I think the main use-case for adding a fence is adding a write fence for
vk winsys buffers, which run without any sync at all. So essentially what
we'd do is promote one of the read fences which are already attached to be
the write fence.

But yeah making sure we don't break any of the dma_resv guarantees about
how these fences works is going to be somewhat tricky. Probably can reuse
a big chunk of the fence container work we've done for syncobj timelines,
since they have some of the same issues of having to chain fences to not
break the world.
-Daniel

> 
> Regards,
> Christian.
> 
> > 
> > --Jason
> [SNIP]
Jason Ekstrand Feb. 26, 2020, 3:28 p.m. UTC | #3
On Wed, Feb 26, 2020 at 4:05 AM Daniel Vetter <daniel@ffwll.ch> wrote:
>
> On Wed, Feb 26, 2020 at 10:16:05AM +0100, Christian König wrote:
> > Hi Jason,
> >
> > Am 26.02.20 um 00:58 schrieb Jason Ekstrand:
> > > Explicit synchronization is the future.  At least, that seems to be what
> > > most userspace APIs are agreeing on at this point.  However, most of our
> > > Linux APIs (both userspace and kernel UAPI) are currently built around
> > > implicit synchronization with dma-buf.  While work is ongoing to change
> > > many of the userspace APIs and protocols to an explicit synchronization
> > > model, switching over piecemeal is difficult due to the number of
> > > potential components involved.  On the kernel side, many drivers use
> > > dma-buf including GPU (3D/compute), display, v4l, and others.  In
> > > userspace, we have X11, several Wayland compositors, 3D drivers, compute
> > > drivers (OpenCL etc.), media encode/decode, and the list goes on.
> > >
> > > This patch provides a path forward by allowing userspace to manually
> > > manage the fences attached to a dma-buf.  Alternatively, one can think
> > > of this as making dma-buf's implicit synchronization simply a carrier
> > > for an explicit fence.  This is accomplished by adding two IOCTLs to
> > > dma-buf for importing and exporting a sync file to/from the dma-buf.
> > > This way a userspace component which is uses explicit synchronization,
> > > such as a Vulkan driver, can manually set the write fence on a buffer
> > > before handing it off to an implicitly synchronized component such as a
> > > Wayland compositor or video encoder.  In this way, each of the different
> > > components can be upgraded to an explicit synchronization model one at a
> > > time as long as the userspace pieces connecting them are aware of it and
> > > import/export fences at the right times.

#### DATA LINES:
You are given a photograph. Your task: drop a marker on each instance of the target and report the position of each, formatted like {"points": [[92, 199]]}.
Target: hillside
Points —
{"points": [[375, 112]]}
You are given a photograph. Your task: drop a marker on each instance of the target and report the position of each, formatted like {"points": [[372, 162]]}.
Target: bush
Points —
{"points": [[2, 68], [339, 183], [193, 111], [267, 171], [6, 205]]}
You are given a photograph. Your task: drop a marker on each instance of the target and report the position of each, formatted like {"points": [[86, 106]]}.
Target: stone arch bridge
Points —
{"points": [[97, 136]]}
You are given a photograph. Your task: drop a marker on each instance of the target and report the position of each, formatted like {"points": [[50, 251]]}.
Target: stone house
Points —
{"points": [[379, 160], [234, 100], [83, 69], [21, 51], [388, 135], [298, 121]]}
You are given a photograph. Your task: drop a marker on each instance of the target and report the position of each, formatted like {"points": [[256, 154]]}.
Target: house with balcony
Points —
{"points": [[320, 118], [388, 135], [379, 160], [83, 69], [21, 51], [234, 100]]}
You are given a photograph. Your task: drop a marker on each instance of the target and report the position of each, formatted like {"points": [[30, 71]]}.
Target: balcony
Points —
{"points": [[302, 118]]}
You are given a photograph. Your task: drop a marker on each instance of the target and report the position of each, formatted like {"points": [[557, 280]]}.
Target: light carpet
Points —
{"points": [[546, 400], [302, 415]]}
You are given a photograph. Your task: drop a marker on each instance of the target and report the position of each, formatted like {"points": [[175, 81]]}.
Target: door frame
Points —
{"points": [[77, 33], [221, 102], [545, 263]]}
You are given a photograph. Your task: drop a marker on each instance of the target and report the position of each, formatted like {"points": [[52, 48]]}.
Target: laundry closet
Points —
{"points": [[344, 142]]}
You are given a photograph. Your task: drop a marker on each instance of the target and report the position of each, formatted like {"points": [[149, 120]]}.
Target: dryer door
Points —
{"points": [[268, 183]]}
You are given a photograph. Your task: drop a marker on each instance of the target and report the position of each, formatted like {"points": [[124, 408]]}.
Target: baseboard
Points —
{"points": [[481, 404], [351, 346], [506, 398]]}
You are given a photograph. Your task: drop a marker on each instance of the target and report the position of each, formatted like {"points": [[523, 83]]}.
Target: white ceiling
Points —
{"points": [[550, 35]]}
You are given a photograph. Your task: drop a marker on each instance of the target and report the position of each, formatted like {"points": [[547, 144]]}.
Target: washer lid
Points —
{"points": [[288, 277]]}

#### OBJECTIVES:
a. In the dma-buf synchronization discussion, which userspace components are listed as part of the userspace side? List each one.
b. Count the lines in the rows that contain the string "door", treating uppercase and lowercase as different. Give only the number.

#### TASK SOLUTIONS:
a.
- X11
- several Wayland compositors
- 3D drivers
- compute drivers (OpenCL etc.)
- media encode/decode

b. 2